YOUR ASSIGNMENT:
The answer should contain only the lines from the beginning of the entries through the line that holds "# test: put a marker on the window sill, one", given again exactly, with no pictures.

RECORD SET:
━━━━

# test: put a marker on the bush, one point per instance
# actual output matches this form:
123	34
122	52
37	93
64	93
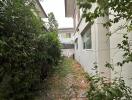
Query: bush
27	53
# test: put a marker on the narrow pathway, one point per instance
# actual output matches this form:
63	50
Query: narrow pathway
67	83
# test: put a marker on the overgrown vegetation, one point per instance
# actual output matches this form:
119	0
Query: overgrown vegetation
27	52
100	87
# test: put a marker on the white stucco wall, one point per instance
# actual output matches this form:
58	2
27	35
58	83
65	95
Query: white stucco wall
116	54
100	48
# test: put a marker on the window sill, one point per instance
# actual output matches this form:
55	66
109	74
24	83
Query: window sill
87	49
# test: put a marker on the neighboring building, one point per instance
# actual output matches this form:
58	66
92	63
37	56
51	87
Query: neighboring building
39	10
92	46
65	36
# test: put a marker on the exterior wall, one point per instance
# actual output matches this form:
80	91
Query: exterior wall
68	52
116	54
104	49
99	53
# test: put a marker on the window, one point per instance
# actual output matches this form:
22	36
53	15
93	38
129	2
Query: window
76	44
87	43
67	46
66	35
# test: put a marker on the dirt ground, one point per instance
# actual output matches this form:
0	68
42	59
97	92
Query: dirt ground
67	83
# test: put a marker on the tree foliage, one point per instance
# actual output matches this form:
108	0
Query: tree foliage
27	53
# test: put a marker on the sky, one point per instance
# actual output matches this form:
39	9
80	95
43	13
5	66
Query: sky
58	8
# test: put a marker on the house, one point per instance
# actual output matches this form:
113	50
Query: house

━━━━

EXERCISE RESULT:
# test: put a marker on the bush, one point per instance
# actual output matches this form:
123	34
122	52
37	93
64	93
Query: bush
27	53
# test: put a marker on the narrow pathway, one point per instance
# actual output matches this form:
63	50
Query: narrow pathway
67	83
# test: put a marker on the overgrown vegetation, one point per instance
# actual output matches this form:
119	0
Query: overgrown vegetation
27	52
100	87
# test: put a marker on the white stucco wall, one point per instance
# actual output matches this form:
58	2
27	35
58	83
65	95
Query: white stucco wall
116	54
100	48
# test: put a marker on the window sill, one point per instance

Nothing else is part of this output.